Start Given passage

We also defined a specific temporal window for the remote sensing predictors to ensure the consistency and relevance of our analysis. We selected data spanning from 1 March to 31 May for the years 2019, 2020, 2021, and 2022. This selection was informed by pre-modeling tests that highlighted this period as optimal for capturing stable and representative vegetation dynamics across the studied regions. Accordingly, this period corresponds to the dry season, characterized by slow vegetation growth and minimal biomass dynamics, which helps ensure canopy stability. Thus, rather than capturing biomass seasonality directly, we focused on minimizing seasonal variation in vegetation reflectance, which can introduce noise unrelated to actual AGBD and weaken model reliability [21,41]. Additionally, the data used here matched the earlier selection in GEDI in terms of the temporal window, ensuring consistency and compatibility in the analysis. We also conducted an extensive time-series analysis to ensure that vegetation dynamics remained stable and comparable across the selected years within this time frame. This analysis was crucial for assessing inter-annual variability and confirming that the selected period did indeed offer a window where vegetation characteristics, such as greenness, canopy structure, and biomass, showed minimal fluctuations from year to year.

1.

Harmonized Landsat Sentinel (HLS)

End Given passage
Start Provided material

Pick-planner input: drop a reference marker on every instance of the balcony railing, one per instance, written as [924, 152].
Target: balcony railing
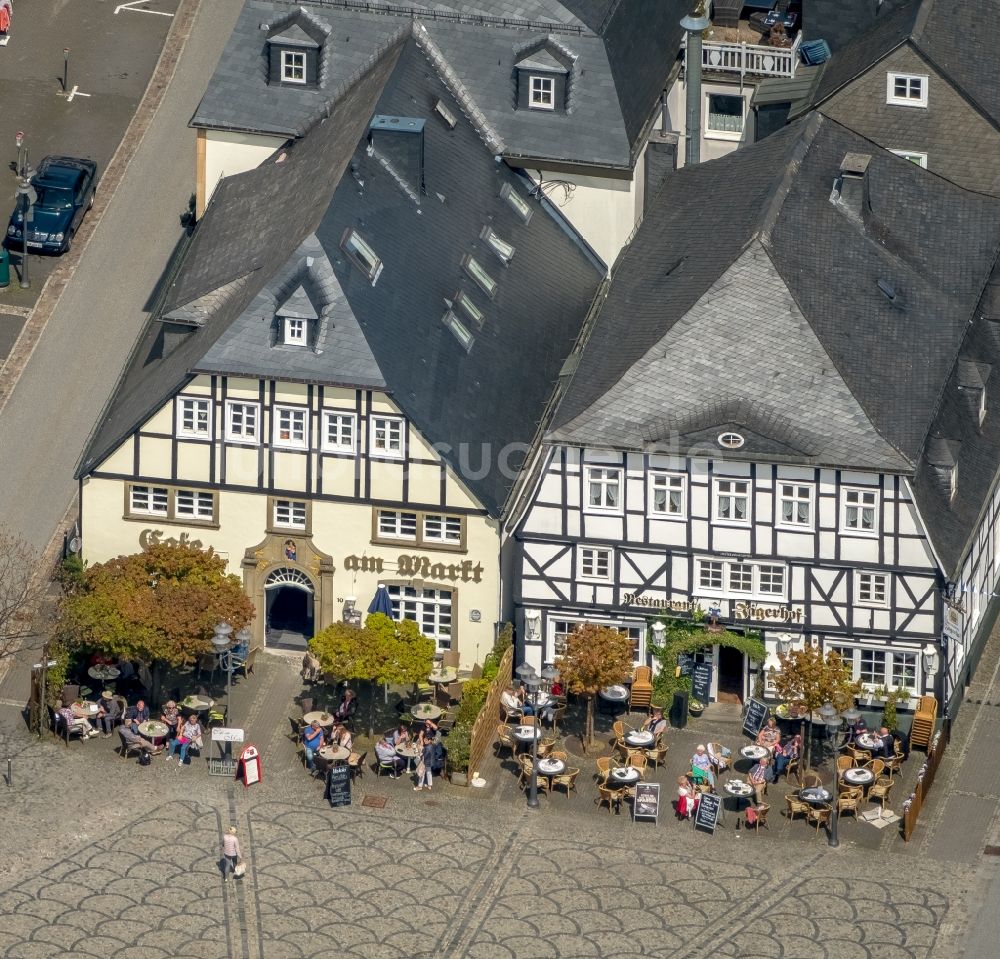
[750, 58]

End Provided material

- **Tasks to perform**
1. Answer the following from the given passage on the temporal window for remote sensing predictors:
(a) For which years were data selected?
(b) Which season does the selected period correspond to?
(c) With the earlier selection in which dataset did the temporal window of the data match?
2. Render this sentence from the given passage into French: "We selected data spanning from 1 March to 31 May for the years 2019, 2020, 2021, and 2022."

- **Answer set**
1.
(a) 2019, 2020, 2021, and 2022
(b) The dry season
(c) GEDI

2. Nous avons sélectionné des données couvrant la période du 1er mars au 31 mai pour les années 2019, 2020, 2021 et 2022.